*** TRECHO FORNECIDO ***

CONTINENTEÉ inevitável, ao falar em Amazônia, não pensar nas questões intrínsecas na história de colonização do Brasil, uma vez que é também um espetáculo feito em Portugal. Mas neles vocês fazem críticas ao genocídio dos povos originários da américa, a exploração das terras, a destruição da floresta etc. Mas em algum momento você percebe o espetáculo como uma mea culpa? JORGE ANDRADE A dívida que o colono tem com as ex-colônias não é pagável. O que não implica que essas colônias não exijam ser ressarcidas dos danos. Não dá como não apontar o dedo – sobretudo quando vozes de pessoas que não tinham lugar de fala passam a ocupar seu lugar de fala, passam a fazer teses de doutorado, conseguem furar certos bloqueios de visibilidade através das redes sociais. E isso, penso eu, é importante para que não se continue um prolongamento do passado. Porque há muitas maneiras de se continuar o neoliberalismo, até pelas empresas que citamos em Amazônia, que são patrocinadoras daquela "novela ecológica" da peça. Porque o homem é essa coisa voraz que não descansa até devorar tudo. Como dizia há pouco, há visão do mal que se foi feito – quando digo em cena que o espetáculo não tem nada de novo, tudo foi reciclado, é que tudo aquilo já foi feito, toda aquela exploração. Entretanto, esse pedaço da história que não pode ser esquecido foi prolongado de alguma maneira, e há agora, por exemplo, as explorações feitas pelas empresas. Ao fazer uma montagem se referindo ao passado, nos faz perguntar como quebrar o ciclo. Em Amazônia, a solução que encontramos foi: "Vamos nos matar todos, porque quem está errado é o homem". E essa é a minha mea culpa, com ser humano. Nós, artistas, temos responsabilidade de pelo menos ir à procura para saber como foi o passado. E termos esse conhecimento é a única redenção que posso fazer; e, como artista, propor o extermínio da humanidade. A arte não é para dar lições às pessoas; a arte serve para pôr a nu a realidade. Não é para indicar um caminho, mas apontar para que as pessoas sigam outro caminho que não esse autômato.

***

TAREFA BREVE
Reproduza integralmente, sem qualquer alteração, o trecho acima da entrevista sobre o espetáculo Amazônia.

*** INFORMAÇÕES FORNECIDAS ***

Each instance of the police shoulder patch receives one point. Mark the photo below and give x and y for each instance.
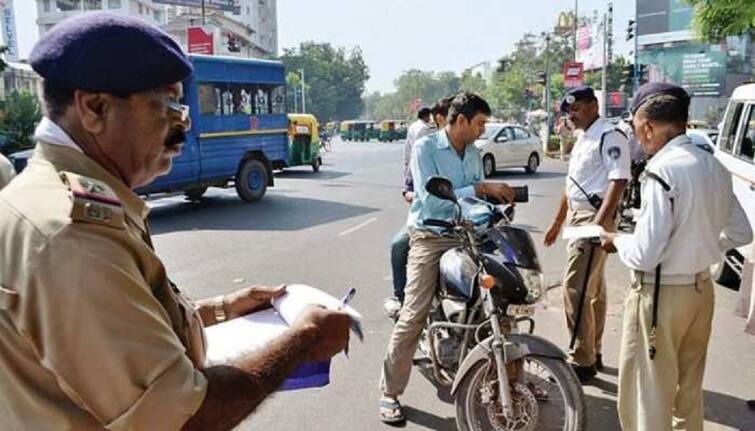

***

EM RESPOSTA
CONTINENTEÉ inevitável, ao falar em Amazônia, não pensar nas questões intrínsecas na história de colonização do Brasil, uma vez que é também um espetáculo feito em Portugal. Mas neles vocês fazem críticas ao genocídio dos povos originários da américa, a exploração das terras, a destruição da floresta etc. Mas em algum momento você percebe o espetáculo como uma mea culpa? JORGE ANDRADE A dívida que o colono tem com as ex-colônias não é pagável. O que não implica que essas colônias não exijam ser ressarcidas dos danos. Não dá como não apontar o dedo – sobretudo quando vozes de pessoas que não tinham lugar de fala passam a ocupar seu lugar de fala, passam a fazer teses de doutorado, conseguem furar certos bloqueios de visibilidade através das redes sociais. E isso, penso eu, é importante para que não se continue um prolongamento do passado. Porque há muitas maneiras de se continuar o neoliberalismo, até pelas empresas que citamos em Amazônia, que são patrocinadoras daquela "novela ecológica" da peça. Porque o homem é essa coisa voraz que não descansa até devorar tudo. Como dizia há pouco, há visão do mal que se foi feito – quando digo em cena que o espetáculo não tem nada de novo, tudo foi reciclado, é que tudo aquilo já foi feito, toda aquela exploração. Entretanto, esse pedaço da história que não pode ser esquecido foi prolongado de alguma maneira, e há agora, por exemplo, as explorações feitas pelas empresas. Ao fazer uma montagem se referindo ao passado, nos faz perguntar como quebrar o ciclo. Em Amazônia, a solução que encontramos foi: "Vamos nos matar todos, porque quem está errado é o homem". E essa é a minha mea culpa, com ser humano. Nós, artistas, temos responsabilidade de pelo menos ir à procura para saber como foi o passado. E termos esse conhecimento é a única redenção que posso fazer; e, como artista, propor o extermínio da humanidade. A arte não é para dar lições às pessoas; a arte serve para pôr a nu a realidade. Não é para indicar um caminho, mas apontar para que as pessoas sigam outro caminho que não esse autômato.